===== AVAILABLE RECORDS =====

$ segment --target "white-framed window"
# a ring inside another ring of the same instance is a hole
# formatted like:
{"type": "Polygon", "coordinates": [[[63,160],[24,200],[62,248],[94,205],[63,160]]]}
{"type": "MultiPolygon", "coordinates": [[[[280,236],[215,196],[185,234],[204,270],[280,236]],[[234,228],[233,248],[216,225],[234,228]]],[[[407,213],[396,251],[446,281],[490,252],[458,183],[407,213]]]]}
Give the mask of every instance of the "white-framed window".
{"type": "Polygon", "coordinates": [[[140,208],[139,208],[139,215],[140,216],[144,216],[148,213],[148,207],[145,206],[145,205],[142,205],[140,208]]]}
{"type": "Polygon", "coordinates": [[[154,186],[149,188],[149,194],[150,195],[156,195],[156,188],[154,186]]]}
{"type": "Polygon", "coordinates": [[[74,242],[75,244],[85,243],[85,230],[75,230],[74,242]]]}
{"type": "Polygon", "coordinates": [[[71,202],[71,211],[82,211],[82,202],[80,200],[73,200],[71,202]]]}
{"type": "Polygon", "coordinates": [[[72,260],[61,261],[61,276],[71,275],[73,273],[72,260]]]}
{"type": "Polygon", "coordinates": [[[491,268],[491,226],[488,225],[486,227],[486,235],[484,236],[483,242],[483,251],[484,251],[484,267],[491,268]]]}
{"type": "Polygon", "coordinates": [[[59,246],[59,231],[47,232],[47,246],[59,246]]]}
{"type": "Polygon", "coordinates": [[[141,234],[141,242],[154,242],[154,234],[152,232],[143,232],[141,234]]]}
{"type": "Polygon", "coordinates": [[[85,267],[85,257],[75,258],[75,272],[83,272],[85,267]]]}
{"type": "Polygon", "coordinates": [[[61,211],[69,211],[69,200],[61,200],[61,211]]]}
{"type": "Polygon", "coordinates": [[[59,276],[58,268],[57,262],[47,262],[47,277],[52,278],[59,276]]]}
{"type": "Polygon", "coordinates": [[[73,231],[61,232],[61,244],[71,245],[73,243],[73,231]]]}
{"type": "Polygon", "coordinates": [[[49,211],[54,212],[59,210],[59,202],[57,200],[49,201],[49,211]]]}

=====
===== AVAILABLE RECORDS =====

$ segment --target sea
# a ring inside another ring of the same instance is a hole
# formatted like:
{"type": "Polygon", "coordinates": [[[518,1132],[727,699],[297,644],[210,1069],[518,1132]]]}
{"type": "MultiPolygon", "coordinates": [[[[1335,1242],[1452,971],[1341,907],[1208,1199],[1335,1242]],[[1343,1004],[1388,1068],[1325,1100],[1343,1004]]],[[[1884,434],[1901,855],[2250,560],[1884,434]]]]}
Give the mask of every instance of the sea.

=====
===== AVAILABLE RECORDS =====

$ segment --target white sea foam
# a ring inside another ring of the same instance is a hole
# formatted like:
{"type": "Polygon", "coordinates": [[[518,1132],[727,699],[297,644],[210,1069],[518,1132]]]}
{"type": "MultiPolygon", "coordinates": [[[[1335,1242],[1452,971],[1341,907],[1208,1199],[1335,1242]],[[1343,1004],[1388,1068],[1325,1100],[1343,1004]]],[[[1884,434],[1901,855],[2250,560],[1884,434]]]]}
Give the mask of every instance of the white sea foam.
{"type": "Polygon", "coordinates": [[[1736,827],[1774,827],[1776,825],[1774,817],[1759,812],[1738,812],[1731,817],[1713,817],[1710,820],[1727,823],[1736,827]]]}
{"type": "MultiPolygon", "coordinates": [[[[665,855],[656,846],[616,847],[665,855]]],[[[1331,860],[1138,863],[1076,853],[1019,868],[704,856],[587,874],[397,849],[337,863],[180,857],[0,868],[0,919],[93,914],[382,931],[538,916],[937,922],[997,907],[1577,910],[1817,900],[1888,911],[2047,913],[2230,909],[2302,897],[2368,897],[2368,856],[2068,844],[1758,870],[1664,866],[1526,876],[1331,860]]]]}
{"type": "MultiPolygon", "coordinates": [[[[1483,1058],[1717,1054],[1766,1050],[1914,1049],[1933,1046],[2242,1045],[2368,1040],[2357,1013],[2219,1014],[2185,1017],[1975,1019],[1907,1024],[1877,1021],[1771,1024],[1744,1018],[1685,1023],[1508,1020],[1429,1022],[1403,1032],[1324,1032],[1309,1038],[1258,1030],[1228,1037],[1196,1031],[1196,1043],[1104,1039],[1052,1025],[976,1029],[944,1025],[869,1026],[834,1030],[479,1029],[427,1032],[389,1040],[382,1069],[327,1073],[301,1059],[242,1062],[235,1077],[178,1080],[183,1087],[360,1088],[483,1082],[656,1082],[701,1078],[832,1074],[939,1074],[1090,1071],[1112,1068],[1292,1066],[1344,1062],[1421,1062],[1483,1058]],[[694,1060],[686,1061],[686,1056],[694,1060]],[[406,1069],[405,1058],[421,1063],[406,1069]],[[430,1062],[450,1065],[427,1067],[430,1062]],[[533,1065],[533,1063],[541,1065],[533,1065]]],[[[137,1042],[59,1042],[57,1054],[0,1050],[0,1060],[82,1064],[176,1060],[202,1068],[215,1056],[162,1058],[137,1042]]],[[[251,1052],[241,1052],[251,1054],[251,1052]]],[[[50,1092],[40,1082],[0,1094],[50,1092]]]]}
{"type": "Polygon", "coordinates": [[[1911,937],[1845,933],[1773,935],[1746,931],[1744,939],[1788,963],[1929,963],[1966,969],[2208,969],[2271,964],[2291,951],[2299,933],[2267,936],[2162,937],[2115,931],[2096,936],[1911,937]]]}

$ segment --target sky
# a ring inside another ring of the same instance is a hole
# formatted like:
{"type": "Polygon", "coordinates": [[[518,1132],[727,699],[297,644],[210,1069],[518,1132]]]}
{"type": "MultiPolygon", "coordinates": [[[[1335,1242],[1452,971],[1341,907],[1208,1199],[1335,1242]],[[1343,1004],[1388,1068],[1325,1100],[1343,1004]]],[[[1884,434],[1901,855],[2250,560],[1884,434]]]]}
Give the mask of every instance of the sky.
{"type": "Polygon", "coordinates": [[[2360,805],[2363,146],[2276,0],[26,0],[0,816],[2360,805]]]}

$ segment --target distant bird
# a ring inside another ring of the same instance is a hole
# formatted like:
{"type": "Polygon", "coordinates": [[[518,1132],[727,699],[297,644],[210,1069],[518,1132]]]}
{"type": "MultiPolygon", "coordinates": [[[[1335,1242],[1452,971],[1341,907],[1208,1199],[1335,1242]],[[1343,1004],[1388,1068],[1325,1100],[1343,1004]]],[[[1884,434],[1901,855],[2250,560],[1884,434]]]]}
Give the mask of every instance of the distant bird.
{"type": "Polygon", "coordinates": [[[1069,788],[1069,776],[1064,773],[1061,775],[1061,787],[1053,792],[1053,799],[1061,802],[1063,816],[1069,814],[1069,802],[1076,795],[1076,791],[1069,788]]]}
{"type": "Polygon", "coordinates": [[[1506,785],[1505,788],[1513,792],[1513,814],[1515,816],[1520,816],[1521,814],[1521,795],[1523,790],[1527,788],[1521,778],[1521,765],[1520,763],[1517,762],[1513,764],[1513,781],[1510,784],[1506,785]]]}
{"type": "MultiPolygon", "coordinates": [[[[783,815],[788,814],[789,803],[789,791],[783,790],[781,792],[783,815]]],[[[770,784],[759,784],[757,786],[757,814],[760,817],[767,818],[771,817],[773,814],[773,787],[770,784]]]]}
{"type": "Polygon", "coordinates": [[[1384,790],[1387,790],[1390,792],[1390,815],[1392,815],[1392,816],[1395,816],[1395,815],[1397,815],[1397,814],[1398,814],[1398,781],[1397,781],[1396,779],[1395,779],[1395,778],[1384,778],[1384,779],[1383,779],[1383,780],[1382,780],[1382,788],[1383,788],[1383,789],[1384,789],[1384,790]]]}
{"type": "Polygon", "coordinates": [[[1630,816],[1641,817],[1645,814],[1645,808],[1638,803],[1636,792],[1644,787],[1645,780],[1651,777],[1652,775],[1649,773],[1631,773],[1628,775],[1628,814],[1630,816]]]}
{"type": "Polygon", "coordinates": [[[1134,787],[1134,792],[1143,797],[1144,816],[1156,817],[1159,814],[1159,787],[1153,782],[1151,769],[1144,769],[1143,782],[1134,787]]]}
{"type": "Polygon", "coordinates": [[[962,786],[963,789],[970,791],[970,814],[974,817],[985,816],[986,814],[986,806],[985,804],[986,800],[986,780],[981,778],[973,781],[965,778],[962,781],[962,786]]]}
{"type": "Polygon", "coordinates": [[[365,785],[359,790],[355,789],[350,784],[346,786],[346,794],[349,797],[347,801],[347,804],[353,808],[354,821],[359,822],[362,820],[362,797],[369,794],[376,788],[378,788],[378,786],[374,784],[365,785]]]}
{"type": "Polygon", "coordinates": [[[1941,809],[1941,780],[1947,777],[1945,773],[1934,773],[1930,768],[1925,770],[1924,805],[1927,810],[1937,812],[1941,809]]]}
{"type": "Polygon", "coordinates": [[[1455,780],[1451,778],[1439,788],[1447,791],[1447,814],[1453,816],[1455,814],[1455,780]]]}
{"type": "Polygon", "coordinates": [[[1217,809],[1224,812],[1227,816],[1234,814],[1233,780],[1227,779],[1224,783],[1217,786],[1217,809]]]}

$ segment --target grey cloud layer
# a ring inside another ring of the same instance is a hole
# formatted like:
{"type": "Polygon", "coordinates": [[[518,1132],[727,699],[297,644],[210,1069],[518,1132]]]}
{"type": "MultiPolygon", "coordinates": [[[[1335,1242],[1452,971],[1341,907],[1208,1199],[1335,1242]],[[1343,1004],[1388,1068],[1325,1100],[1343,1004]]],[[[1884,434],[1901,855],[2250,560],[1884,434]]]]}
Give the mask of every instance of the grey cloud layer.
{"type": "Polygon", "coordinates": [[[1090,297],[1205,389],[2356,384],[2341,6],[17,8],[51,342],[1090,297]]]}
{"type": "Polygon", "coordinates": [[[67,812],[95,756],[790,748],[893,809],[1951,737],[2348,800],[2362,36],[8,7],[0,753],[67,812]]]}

=====

— YOUR INSTRUCTIONS —
For this exercise, return every line from the data that holds the string "segment".

— EXERCISE RESULT —
$ segment --target "white-framed window"
$ segment --target sea
$ segment --target white sea foam
$ segment --target sky
$ segment --target distant bird
$ segment --target grey cloud layer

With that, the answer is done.